** YOUR GOAL **
Reproduce the entries in full, with no changes.

** RECORDS SUPPLIED **

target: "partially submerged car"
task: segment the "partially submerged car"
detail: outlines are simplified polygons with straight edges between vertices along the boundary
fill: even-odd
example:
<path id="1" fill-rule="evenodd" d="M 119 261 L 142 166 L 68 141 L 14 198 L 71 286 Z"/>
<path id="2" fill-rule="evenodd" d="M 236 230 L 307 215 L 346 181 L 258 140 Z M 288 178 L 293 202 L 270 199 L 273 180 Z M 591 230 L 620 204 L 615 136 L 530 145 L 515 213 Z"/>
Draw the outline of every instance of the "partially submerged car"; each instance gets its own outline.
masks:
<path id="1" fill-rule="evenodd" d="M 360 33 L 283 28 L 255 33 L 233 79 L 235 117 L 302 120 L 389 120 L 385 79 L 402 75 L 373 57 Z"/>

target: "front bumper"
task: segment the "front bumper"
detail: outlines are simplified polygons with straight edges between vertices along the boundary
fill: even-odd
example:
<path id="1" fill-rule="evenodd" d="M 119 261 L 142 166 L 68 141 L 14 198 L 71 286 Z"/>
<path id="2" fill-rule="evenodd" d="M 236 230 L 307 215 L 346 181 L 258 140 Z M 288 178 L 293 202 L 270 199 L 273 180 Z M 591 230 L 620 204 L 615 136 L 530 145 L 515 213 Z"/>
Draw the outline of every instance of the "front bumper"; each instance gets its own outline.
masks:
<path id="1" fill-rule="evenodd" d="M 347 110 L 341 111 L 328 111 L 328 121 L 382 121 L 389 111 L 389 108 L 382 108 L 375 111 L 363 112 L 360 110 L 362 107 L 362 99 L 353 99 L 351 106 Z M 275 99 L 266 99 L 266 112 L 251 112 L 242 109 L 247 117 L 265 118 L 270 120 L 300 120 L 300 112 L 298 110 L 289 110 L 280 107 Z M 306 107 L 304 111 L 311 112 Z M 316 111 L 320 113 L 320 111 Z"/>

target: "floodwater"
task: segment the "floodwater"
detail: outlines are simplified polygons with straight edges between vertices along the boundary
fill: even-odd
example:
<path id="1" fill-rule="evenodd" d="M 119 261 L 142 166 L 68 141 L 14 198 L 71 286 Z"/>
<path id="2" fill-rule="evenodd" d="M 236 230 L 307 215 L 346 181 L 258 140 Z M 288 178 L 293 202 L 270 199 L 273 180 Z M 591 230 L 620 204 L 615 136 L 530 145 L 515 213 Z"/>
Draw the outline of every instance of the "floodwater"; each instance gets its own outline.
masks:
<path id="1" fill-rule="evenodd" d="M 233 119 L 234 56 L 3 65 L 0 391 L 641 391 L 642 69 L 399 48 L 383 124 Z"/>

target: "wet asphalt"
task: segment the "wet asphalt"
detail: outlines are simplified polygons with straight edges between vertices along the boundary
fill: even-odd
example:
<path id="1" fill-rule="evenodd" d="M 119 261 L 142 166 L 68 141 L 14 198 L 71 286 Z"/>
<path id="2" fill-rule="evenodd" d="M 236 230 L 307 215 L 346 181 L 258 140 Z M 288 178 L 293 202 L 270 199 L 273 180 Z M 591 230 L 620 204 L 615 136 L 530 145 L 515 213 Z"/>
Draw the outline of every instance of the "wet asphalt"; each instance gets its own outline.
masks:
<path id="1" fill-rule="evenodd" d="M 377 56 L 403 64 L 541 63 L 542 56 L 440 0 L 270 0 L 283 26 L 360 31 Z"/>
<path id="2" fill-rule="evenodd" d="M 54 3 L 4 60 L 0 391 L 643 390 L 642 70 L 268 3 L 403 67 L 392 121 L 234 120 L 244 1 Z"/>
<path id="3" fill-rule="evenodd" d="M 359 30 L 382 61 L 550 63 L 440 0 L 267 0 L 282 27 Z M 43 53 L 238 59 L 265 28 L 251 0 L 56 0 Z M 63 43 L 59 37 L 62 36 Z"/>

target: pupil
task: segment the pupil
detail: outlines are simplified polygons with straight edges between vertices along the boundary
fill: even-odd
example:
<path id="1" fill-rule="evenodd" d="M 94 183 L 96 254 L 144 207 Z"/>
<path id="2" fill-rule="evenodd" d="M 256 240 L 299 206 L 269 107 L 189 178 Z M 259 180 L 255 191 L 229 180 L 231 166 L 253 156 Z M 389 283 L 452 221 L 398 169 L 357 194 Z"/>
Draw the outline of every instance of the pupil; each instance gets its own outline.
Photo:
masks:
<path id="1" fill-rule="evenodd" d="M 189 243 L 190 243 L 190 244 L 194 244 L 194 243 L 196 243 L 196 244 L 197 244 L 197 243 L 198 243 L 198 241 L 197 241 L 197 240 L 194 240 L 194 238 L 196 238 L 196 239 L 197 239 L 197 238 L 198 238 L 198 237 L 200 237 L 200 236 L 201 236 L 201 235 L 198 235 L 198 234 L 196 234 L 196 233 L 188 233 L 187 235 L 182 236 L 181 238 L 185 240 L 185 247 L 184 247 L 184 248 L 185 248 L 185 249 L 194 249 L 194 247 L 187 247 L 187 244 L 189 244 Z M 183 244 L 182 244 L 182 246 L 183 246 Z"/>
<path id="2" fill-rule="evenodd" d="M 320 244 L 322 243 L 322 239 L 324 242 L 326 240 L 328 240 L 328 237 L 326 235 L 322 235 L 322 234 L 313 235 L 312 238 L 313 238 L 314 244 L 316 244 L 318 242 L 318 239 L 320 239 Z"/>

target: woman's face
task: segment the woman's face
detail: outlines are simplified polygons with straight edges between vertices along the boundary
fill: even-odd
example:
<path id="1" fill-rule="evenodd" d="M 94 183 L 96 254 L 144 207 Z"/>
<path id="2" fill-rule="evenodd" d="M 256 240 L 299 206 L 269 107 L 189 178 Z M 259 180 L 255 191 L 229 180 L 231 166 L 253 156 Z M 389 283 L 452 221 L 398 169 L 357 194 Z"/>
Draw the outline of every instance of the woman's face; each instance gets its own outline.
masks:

** EXERCISE ANSWER **
target: "partially submerged car"
task: segment the "partially submerged car"
detail: outlines are simplified polygons with straight edges between vertices along the boundary
fill: even-odd
example:
<path id="1" fill-rule="evenodd" d="M 119 261 L 142 166 L 68 141 L 14 198 L 71 286 Z"/>
<path id="2" fill-rule="evenodd" d="M 236 230 L 307 215 L 346 181 L 258 140 Z M 288 178 L 293 202 L 270 199 L 273 180 Z M 591 230 L 620 204 L 615 136 L 530 145 L 515 213 Z"/>
Draw the outline of every instance of the "partially submerged car"; each instance gets its own outline.
masks:
<path id="1" fill-rule="evenodd" d="M 360 33 L 283 28 L 255 33 L 233 79 L 235 117 L 302 120 L 389 120 L 385 79 L 402 75 L 373 57 Z"/>

target: "front bumper"
task: segment the "front bumper"
detail: outlines are simplified polygons with straight edges between vertices along the boundary
fill: even-odd
example:
<path id="1" fill-rule="evenodd" d="M 119 261 L 142 166 L 68 141 L 14 198 L 71 286 Z"/>
<path id="2" fill-rule="evenodd" d="M 236 230 L 307 215 L 346 181 L 258 140 Z M 288 178 L 293 202 L 270 199 L 273 180 Z M 591 230 L 620 204 L 615 136 L 530 145 L 515 213 Z"/>
Draw the outline of every instance of the "front bumper"; each instance gets its own outline.
masks:
<path id="1" fill-rule="evenodd" d="M 347 110 L 341 111 L 328 111 L 328 121 L 382 121 L 389 111 L 389 108 L 382 108 L 375 111 L 363 112 L 360 110 L 362 107 L 362 99 L 353 99 L 351 106 Z M 275 99 L 266 99 L 266 112 L 251 112 L 242 109 L 247 117 L 265 118 L 270 120 L 300 120 L 300 112 L 298 110 L 289 110 L 280 107 Z M 306 107 L 304 111 L 311 112 Z M 316 111 L 320 113 L 320 111 Z"/>

target: "floodwater"
task: segment the "floodwater"
detail: outlines are simplified polygons with straight edges between vertices along the boundary
fill: even-odd
example:
<path id="1" fill-rule="evenodd" d="M 119 261 L 142 166 L 68 141 L 14 198 L 71 286 Z"/>
<path id="2" fill-rule="evenodd" d="M 236 230 L 307 215 L 346 181 L 258 140 Z M 288 178 L 293 202 L 270 199 L 273 180 Z M 591 230 L 620 204 L 615 136 L 530 145 L 515 213 Z"/>
Draw the outline of every instance of the "floodwater"; each instance gets its own outline.
masks:
<path id="1" fill-rule="evenodd" d="M 233 119 L 234 56 L 3 65 L 0 391 L 641 391 L 642 69 L 399 48 L 383 124 Z"/>

target: "wet asphalt"
task: segment the "wet asphalt"
detail: outlines are simplified polygons with straight edges between vertices along the boundary
fill: even-odd
example:
<path id="1" fill-rule="evenodd" d="M 119 261 L 142 166 L 68 141 L 14 198 L 71 286 Z"/>
<path id="2" fill-rule="evenodd" d="M 236 230 L 307 215 L 346 181 L 258 140 Z M 288 178 L 293 202 L 270 199 L 273 180 Z M 591 230 L 620 204 L 615 136 L 530 145 L 515 213 Z"/>
Draw the outline of every instance of the "wet asphalt"; each instance gets its own outline.
masks:
<path id="1" fill-rule="evenodd" d="M 377 56 L 403 64 L 541 63 L 542 56 L 440 0 L 270 0 L 283 26 L 360 31 Z"/>
<path id="2" fill-rule="evenodd" d="M 54 3 L 4 60 L 0 391 L 643 390 L 642 70 L 268 3 L 403 67 L 392 121 L 234 120 L 244 1 Z"/>
<path id="3" fill-rule="evenodd" d="M 359 30 L 382 61 L 550 63 L 440 0 L 267 0 L 282 27 Z M 43 53 L 238 59 L 265 28 L 251 0 L 56 0 Z M 63 43 L 59 37 L 62 36 Z"/>

target: pupil
task: segment the pupil
detail: outlines are simplified polygons with straight edges between vertices along the boundary
fill: even-odd
example:
<path id="1" fill-rule="evenodd" d="M 94 183 L 96 254 L 144 207 Z"/>
<path id="2" fill-rule="evenodd" d="M 256 240 L 299 206 L 269 107 L 189 178 Z M 259 180 L 255 191 L 229 180 L 231 166 L 253 156 Z M 389 283 L 452 221 L 398 169 L 357 194 Z"/>
Draw the outline of every instance of the pupil; each instance gets its own outline.
Photo:
masks:
<path id="1" fill-rule="evenodd" d="M 189 243 L 190 243 L 190 244 L 194 244 L 194 243 L 196 243 L 196 244 L 197 244 L 197 243 L 198 243 L 198 241 L 197 241 L 197 240 L 194 240 L 194 238 L 196 238 L 196 239 L 197 239 L 197 238 L 198 238 L 198 237 L 200 237 L 200 236 L 201 236 L 201 235 L 198 235 L 198 234 L 196 234 L 196 233 L 188 233 L 187 235 L 182 236 L 181 238 L 185 240 L 185 247 L 184 247 L 184 248 L 185 248 L 185 249 L 194 249 L 194 247 L 187 247 L 187 244 L 189 244 Z M 183 244 L 182 244 L 182 246 L 183 246 Z"/>
<path id="2" fill-rule="evenodd" d="M 320 244 L 322 243 L 322 239 L 324 242 L 326 240 L 328 240 L 328 237 L 326 235 L 322 235 L 322 234 L 313 235 L 312 238 L 313 238 L 314 244 L 316 244 L 318 242 L 318 239 L 320 239 Z"/>

target: woman's face
task: segment the woman's face
detail: outlines are simplified polygons with straight edges between vertices along the boundary
fill: even-odd
example:
<path id="1" fill-rule="evenodd" d="M 94 183 L 96 254 L 144 207 Z"/>
<path id="2" fill-rule="evenodd" d="M 256 240 L 299 206 L 269 107 L 189 178 Z M 259 180 L 255 191 L 229 180 L 231 166 L 253 156 Z M 389 283 L 452 221 L 398 169 L 357 194 Z"/>
Draw the outline of every instance of the woman's face; each instance gets its own outline.
masks:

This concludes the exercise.